_TASK INSTRUCTIONS_:
1. In the forum post, what separate concept does the writer propose for exposing the XOF capability?
2. Revise the forum post starting with "The fact that" and going on through "function a XOF.", replacing "interleave" with "alternate".

_TEXT SHOWN_:
┌────────

Re: [boost] [Hash2] Result extension

9 Dec 2024

      On 12/9/24 19:43, Peter Dimov via Boost wrote:
...
What's important here is that it's not possible to provide
an extended result of better quality from the outside; the
hash algorithm is in the best place to provide it because it
has access to more bits of internal state than it lets out.
This requirement effectively mandates that all _hash
algorithms_ be _extendable-output hash functions_:
https://en.wikipedia.org/wiki/Extendable-output_function
Only some hash functions are specified as extendable-output functions
(XOF). I mean "specified" as "in hash algorithm specification". The link
you posted says XOF is an extension and even lists a few examples of
functions that support it.

The fact that you can implement some hash functions such that the
implementation allows multiple finalization calls or even interleave
updates and finalization steps does not make that hash function a XOF.
That just a property of your particular implementation. A useful
property, but still beyond specification. A different implementation may
rightfully not support this property and be still compliant with the spec.

In my opinion, HashAlgorithm must support the latter implementation that
is compliant with the hash function specification and does not support
the digest extension. If you want to expose the XOF capability then
please create a separate concept, say HashAlgorithmXOF, and add a way to
detect whether a given algorithm supports result extension.

└────────

_EXCERPTED DATA_:
┌────────

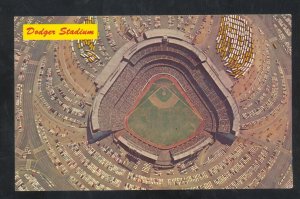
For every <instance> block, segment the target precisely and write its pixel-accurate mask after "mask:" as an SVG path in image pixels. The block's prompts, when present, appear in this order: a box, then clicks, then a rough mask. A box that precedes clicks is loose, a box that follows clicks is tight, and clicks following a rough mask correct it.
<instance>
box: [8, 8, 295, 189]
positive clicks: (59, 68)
mask: <svg viewBox="0 0 300 199" xmlns="http://www.w3.org/2000/svg"><path fill="white" fill-rule="evenodd" d="M70 23H75V24H97V27H98V37H97V39H91V40H23V37H22V34H24V32H23V30H22V27H23V24H70ZM291 23H292V16H291V15H289V14H278V15H275V14H274V15H182V16H180V15H172V16H170V15H160V16H158V15H155V16H151V15H148V16H68V17H58V16H55V17H50V16H47V17H46V16H45V17H28V16H26V17H22V16H18V17H15V18H14V32H15V35H14V62H15V65H14V69H15V190H18V191H51V190H52V191H56V190H82V191H88V190H161V189H163V190H173V189H264V188H265V189H270V188H273V189H276V188H281V189H282V188H292V187H293V172H292V169H293V167H292V153H291V151H292V148H291V147H292V128H291V126H292V118H291V117H292V116H291V81H292V80H291V53H292V52H291V36H292V35H291V34H292V33H291ZM41 31H43V30H41ZM37 33H39V32H37ZM40 33H42V32H40ZM45 34H46V33H45Z"/></svg>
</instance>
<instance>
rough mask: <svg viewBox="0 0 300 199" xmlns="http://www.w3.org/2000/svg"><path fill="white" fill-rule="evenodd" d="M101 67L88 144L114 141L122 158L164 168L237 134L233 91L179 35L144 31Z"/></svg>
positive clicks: (199, 51) (224, 81) (121, 47)
mask: <svg viewBox="0 0 300 199" xmlns="http://www.w3.org/2000/svg"><path fill="white" fill-rule="evenodd" d="M107 65H108V66H107V67H106V68H105V69H104V71H103V72H102V73H101V74H100V75H99V76H98V77H96V78H95V82H94V83H95V85H96V86H97V96H96V97H95V100H94V104H93V107H92V110H91V113H90V117H89V122H90V124H89V131H88V134H89V135H88V137H89V142H90V143H92V142H93V140H96V139H99V137H100V138H101V137H106V136H107V135H111V134H112V135H113V137H114V141H115V142H116V143H118V144H119V145H120V146H122V147H124V148H125V149H126V150H128V151H131V152H132V153H134V154H138V155H139V156H141V157H143V158H145V159H147V160H148V161H150V162H152V163H153V164H155V165H156V166H158V167H170V166H172V165H173V164H174V163H177V162H179V161H181V160H184V159H186V158H189V157H190V156H193V155H195V154H197V152H199V151H200V150H201V149H203V148H204V147H205V146H207V145H210V144H212V143H213V142H214V140H215V134H216V133H218V134H224V135H226V134H232V135H237V134H238V133H239V132H238V127H239V114H238V109H237V106H236V103H235V101H234V99H233V98H232V97H231V95H230V94H229V92H228V90H227V88H230V86H231V85H230V84H229V83H227V82H226V78H222V80H221V79H220V78H219V76H220V75H222V74H218V70H217V69H216V68H215V67H214V66H213V64H212V62H211V61H210V60H209V58H208V57H206V56H205V55H204V54H203V53H202V52H201V51H199V50H198V49H196V48H195V47H194V46H193V45H191V44H190V43H189V42H188V41H187V39H186V38H185V37H184V35H183V34H181V33H180V32H179V31H175V30H161V29H160V30H149V31H147V32H145V33H144V34H143V35H142V36H141V37H138V38H136V39H135V40H132V41H130V42H128V43H127V44H125V45H124V46H123V47H121V48H120V49H119V51H117V52H116V54H115V55H114V57H112V59H111V60H110V62H109V63H108V64H107ZM104 80H106V81H104Z"/></svg>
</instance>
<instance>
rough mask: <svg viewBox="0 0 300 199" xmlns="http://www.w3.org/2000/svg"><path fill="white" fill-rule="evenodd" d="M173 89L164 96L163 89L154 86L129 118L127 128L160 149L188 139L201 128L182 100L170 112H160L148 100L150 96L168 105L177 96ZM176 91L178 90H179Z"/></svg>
mask: <svg viewBox="0 0 300 199" xmlns="http://www.w3.org/2000/svg"><path fill="white" fill-rule="evenodd" d="M172 87H173V88H172V90H171V89H166V90H167V92H166V93H165V94H164V95H162V91H163V88H159V86H158V85H156V84H153V85H152V87H151V88H150V89H149V91H148V92H147V93H146V94H145V96H144V97H143V98H142V100H141V101H140V103H139V105H138V106H137V108H136V109H135V110H134V112H133V113H132V114H131V115H130V116H129V118H128V126H129V128H131V129H132V130H133V131H134V132H135V133H136V134H138V135H140V136H141V137H143V138H145V139H146V140H149V141H151V142H153V143H156V144H160V145H165V146H168V145H172V144H175V143H176V142H178V141H180V140H183V139H186V138H187V137H188V136H190V135H191V134H192V133H194V132H195V131H196V129H197V128H198V126H199V125H200V119H199V118H198V117H197V116H196V115H195V114H194V112H193V111H192V109H191V108H190V107H189V106H188V105H187V104H188V103H187V102H186V101H185V99H184V98H183V97H182V96H181V97H180V96H178V95H181V94H180V92H179V91H177V92H176V96H178V97H179V100H178V101H177V103H176V104H175V105H174V106H173V107H170V108H163V109H161V108H158V107H156V106H154V105H153V104H152V103H151V101H150V100H149V99H148V98H149V96H150V95H152V94H154V95H157V97H158V99H160V100H162V101H165V100H167V98H169V97H170V95H174V94H175V93H173V90H174V89H176V87H175V86H174V85H173V86H172ZM176 90H177V89H176Z"/></svg>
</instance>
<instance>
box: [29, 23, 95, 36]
mask: <svg viewBox="0 0 300 199" xmlns="http://www.w3.org/2000/svg"><path fill="white" fill-rule="evenodd" d="M97 37H98V24H24V25H23V40H92V39H97Z"/></svg>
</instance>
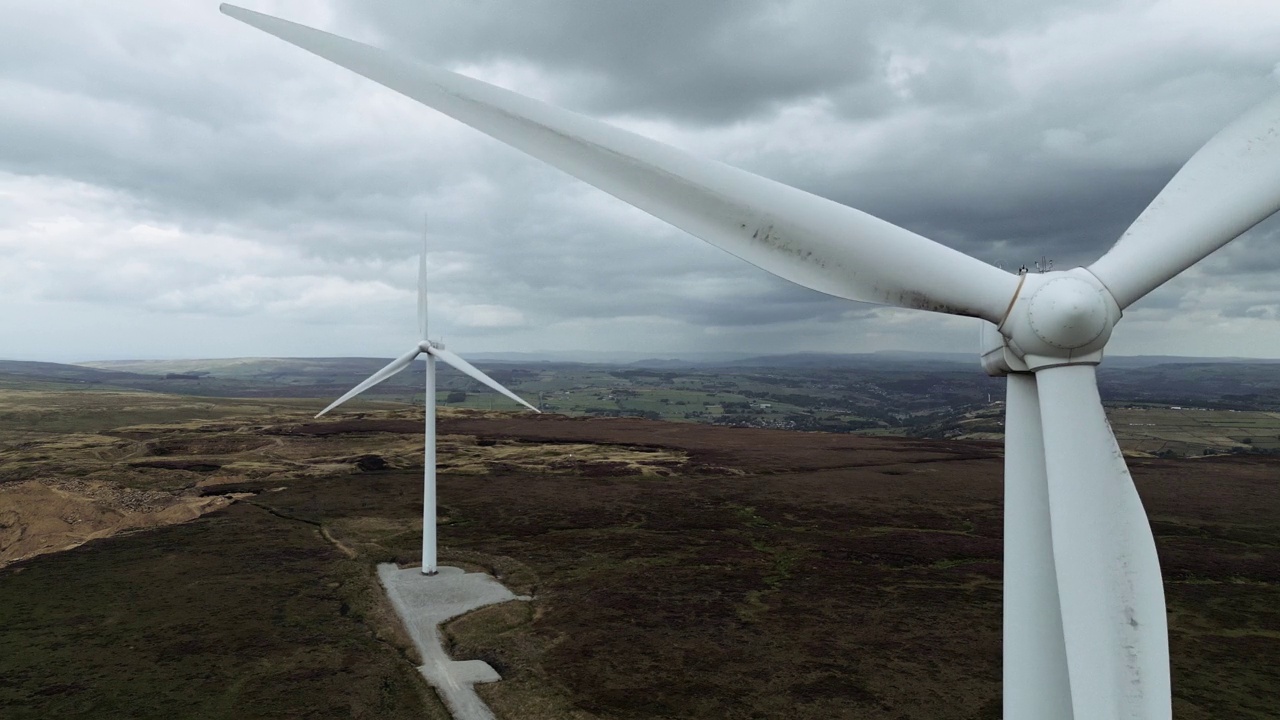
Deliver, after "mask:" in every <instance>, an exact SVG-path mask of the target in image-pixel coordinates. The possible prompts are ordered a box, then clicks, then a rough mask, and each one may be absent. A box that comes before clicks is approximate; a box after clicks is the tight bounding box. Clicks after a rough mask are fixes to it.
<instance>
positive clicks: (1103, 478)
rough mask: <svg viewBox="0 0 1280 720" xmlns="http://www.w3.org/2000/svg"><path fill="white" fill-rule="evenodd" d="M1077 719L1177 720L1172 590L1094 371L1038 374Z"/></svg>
mask: <svg viewBox="0 0 1280 720" xmlns="http://www.w3.org/2000/svg"><path fill="white" fill-rule="evenodd" d="M1036 383H1037V387H1038V389H1039V406H1041V420H1042V423H1043V429H1044V460H1046V469H1047V471H1048V498H1050V515H1051V518H1052V533H1053V565H1055V570H1056V573H1057V588H1059V600H1060V603H1061V610H1062V630H1064V637H1065V638H1066V657H1068V669H1069V673H1070V678H1071V706H1073V710H1074V711H1075V716H1076V717H1170V716H1171V715H1172V708H1171V700H1170V679H1169V629H1167V623H1166V619H1165V587H1164V580H1162V579H1161V575H1160V560H1158V557H1157V556H1156V542H1155V538H1153V537H1152V534H1151V524H1149V523H1148V521H1147V514H1146V512H1144V511H1143V507H1142V500H1140V498H1139V497H1138V491H1137V489H1135V488H1134V486H1133V478H1132V477H1130V475H1129V469H1128V468H1126V466H1125V461H1124V456H1123V455H1121V454H1120V446H1119V445H1117V443H1116V439H1115V436H1114V434H1111V427H1110V425H1108V424H1107V418H1106V414H1105V413H1103V410H1102V401H1101V398H1100V397H1098V384H1097V378H1096V375H1094V368H1093V366H1092V365H1060V366H1056V368H1046V369H1043V370H1039V372H1037V373H1036Z"/></svg>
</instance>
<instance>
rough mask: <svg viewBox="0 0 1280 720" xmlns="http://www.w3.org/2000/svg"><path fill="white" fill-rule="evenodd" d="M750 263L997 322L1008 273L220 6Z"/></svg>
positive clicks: (453, 81)
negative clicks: (511, 146)
mask: <svg viewBox="0 0 1280 720" xmlns="http://www.w3.org/2000/svg"><path fill="white" fill-rule="evenodd" d="M221 10H223V13H225V14H228V15H230V17H233V18H236V19H238V20H242V22H244V23H248V24H251V26H253V27H256V28H259V29H262V31H265V32H268V33H270V35H274V36H276V37H279V38H282V40H284V41H285V42H291V44H293V45H297V46H298V47H302V49H305V50H307V51H311V53H314V54H316V55H320V56H321V58H325V59H328V60H332V61H333V63H337V64H339V65H342V67H344V68H347V69H349V70H353V72H356V73H358V74H361V76H365V77H366V78H369V79H372V81H374V82H378V83H381V85H384V86H387V87H389V88H392V90H394V91H397V92H401V94H403V95H406V96H408V97H412V99H413V100H417V101H419V102H422V104H424V105H428V106H431V108H434V109H436V110H439V111H442V113H444V114H447V115H451V117H453V118H456V119H458V120H461V122H463V123H466V124H468V126H471V127H474V128H476V129H479V131H481V132H484V133H486V135H489V136H493V137H495V138H498V140H500V141H503V142H506V143H508V145H512V146H515V147H517V149H520V150H522V151H525V152H527V154H530V155H532V156H534V158H538V159H540V160H543V161H545V163H549V164H552V165H556V167H557V168H559V169H562V170H564V172H567V173H570V174H572V176H575V177H577V178H580V179H582V181H585V182H588V183H590V184H594V186H595V187H598V188H600V190H603V191H605V192H608V193H611V195H613V196H616V197H618V199H621V200H623V201H626V202H630V204H631V205H635V206H636V208H640V209H641V210H644V211H646V213H649V214H652V215H654V217H657V218H660V219H663V220H666V222H668V223H671V224H673V225H676V227H678V228H681V229H684V231H686V232H689V233H691V234H694V236H696V237H700V238H701V240H705V241H707V242H710V243H712V245H716V246H718V247H721V249H722V250H726V251H728V252H731V254H733V255H736V256H739V258H741V259H744V260H746V261H748V263H751V264H754V265H758V266H760V268H763V269H765V270H768V272H771V273H773V274H776V275H780V277H782V278H786V279H788V281H791V282H794V283H797V284H803V286H805V287H810V288H813V290H817V291H820V292H826V293H828V295H835V296H838V297H846V299H849V300H859V301H864V302H879V304H884V305H897V306H901V307H915V309H922V310H932V311H937V313H950V314H954V315H974V316H978V318H984V319H987V320H989V322H992V323H1000V320H1001V319H1002V318H1004V314H1005V310H1006V309H1007V307H1009V302H1010V299H1011V297H1012V296H1014V292H1015V290H1016V286H1018V278H1016V275H1012V274H1010V273H1006V272H1004V270H1000V269H997V268H993V266H991V265H988V264H986V263H983V261H980V260H975V259H973V258H969V256H968V255H964V254H963V252H959V251H955V250H951V249H950V247H946V246H942V245H938V243H936V242H933V241H929V240H927V238H924V237H920V236H918V234H915V233H913V232H910V231H906V229H904V228H900V227H897V225H893V224H890V223H887V222H884V220H881V219H878V218H873V217H872V215H868V214H865V213H861V211H859V210H854V209H851V208H847V206H845V205H840V204H837V202H832V201H829V200H824V199H822V197H817V196H814V195H810V193H808V192H804V191H800V190H796V188H792V187H788V186H785V184H781V183H777V182H773V181H769V179H765V178H762V177H758V176H754V174H751V173H746V172H744V170H739V169H736V168H731V167H728V165H724V164H721V163H716V161H710V160H703V159H699V158H694V156H692V155H689V154H686V152H682V151H680V150H676V149H673V147H669V146H667V145H663V143H660V142H655V141H653V140H649V138H645V137H641V136H637V135H635V133H631V132H627V131H622V129H618V128H616V127H612V126H608V124H605V123H602V122H598V120H594V119H591V118H586V117H584V115H579V114H576V113H570V111H567V110H562V109H559V108H554V106H552V105H547V104H544V102H539V101H536V100H531V99H529V97H525V96H522V95H518V94H515V92H509V91H507V90H502V88H499V87H494V86H492V85H488V83H484V82H480V81H476V79H472V78H467V77H463V76H458V74H456V73H451V72H448V70H444V69H440V68H435V67H430V65H424V64H419V63H415V61H411V60H406V59H402V58H398V56H396V55H392V54H388V53H385V51H383V50H379V49H375V47H370V46H367V45H362V44H360V42H355V41H351V40H347V38H342V37H337V36H333V35H329V33H325V32H320V31H316V29H312V28H308V27H305V26H300V24H294V23H291V22H287V20H282V19H278V18H273V17H270V15H262V14H259V13H252V12H250V10H244V9H241V8H236V6H232V5H223V6H221Z"/></svg>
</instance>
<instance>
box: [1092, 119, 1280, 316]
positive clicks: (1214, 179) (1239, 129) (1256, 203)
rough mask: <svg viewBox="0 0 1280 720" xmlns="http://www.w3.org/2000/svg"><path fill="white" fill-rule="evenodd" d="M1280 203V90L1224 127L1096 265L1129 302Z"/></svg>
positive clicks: (1206, 145)
mask: <svg viewBox="0 0 1280 720" xmlns="http://www.w3.org/2000/svg"><path fill="white" fill-rule="evenodd" d="M1276 210H1280V95H1277V96H1275V97H1272V99H1270V100H1267V101H1266V102H1263V104H1261V105H1258V106H1257V108H1253V109H1252V110H1249V111H1248V113H1245V114H1244V115H1242V117H1240V118H1239V119H1236V120H1235V122H1233V123H1231V124H1229V126H1226V127H1225V128H1222V129H1221V131H1220V132H1219V133H1217V135H1216V136H1213V137H1212V138H1211V140H1210V141H1208V142H1207V143H1206V145H1204V146H1203V147H1201V149H1199V151H1198V152H1196V155H1193V156H1192V159H1190V160H1188V161H1187V164H1185V165H1183V168H1181V169H1180V170H1178V174H1175V176H1174V179H1171V181H1169V184H1167V186H1165V188H1164V190H1162V191H1160V195H1157V196H1156V199H1155V200H1153V201H1152V202H1151V205H1148V206H1147V209H1146V210H1143V213H1142V215H1139V217H1138V219H1137V220H1134V223H1133V225H1130V227H1129V229H1126V231H1125V233H1124V234H1123V236H1121V237H1120V240H1119V241H1117V242H1116V243H1115V246H1114V247H1112V249H1111V250H1110V251H1107V254H1106V255H1103V256H1102V258H1100V259H1098V260H1097V263H1094V264H1093V265H1091V266H1089V270H1091V272H1092V273H1093V274H1094V275H1097V277H1098V279H1100V281H1102V283H1103V284H1106V286H1107V288H1108V290H1110V291H1111V295H1114V296H1115V299H1116V302H1117V304H1119V305H1120V309H1121V310H1123V309H1125V307H1128V306H1129V305H1132V304H1133V302H1134V301H1137V300H1138V299H1139V297H1142V296H1144V295H1147V293H1148V292H1151V291H1152V290H1155V288H1157V287H1160V286H1161V284H1164V283H1165V282H1166V281H1169V279H1170V278H1172V277H1174V275H1176V274H1178V273H1181V272H1183V270H1185V269H1187V268H1190V266H1192V265H1194V264H1196V263H1197V261H1199V260H1201V259H1202V258H1204V256H1206V255H1208V254H1210V252H1213V251H1215V250H1217V249H1219V247H1222V246H1224V245H1226V243H1228V242H1230V241H1231V240H1235V237H1238V236H1239V234H1240V233H1243V232H1244V231H1247V229H1249V228H1252V227H1253V225H1256V224H1258V223H1261V222H1262V220H1265V219H1266V218H1267V217H1270V215H1271V214H1272V213H1275V211H1276Z"/></svg>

└────────

_SOLVED TASKS_:
1. HashAlgorithmXOF

2.
The fact that you can implement some hash functions such that the
implementation allows multiple finalization calls or even alternate
updates and finalization steps does not make that hash function a XOF.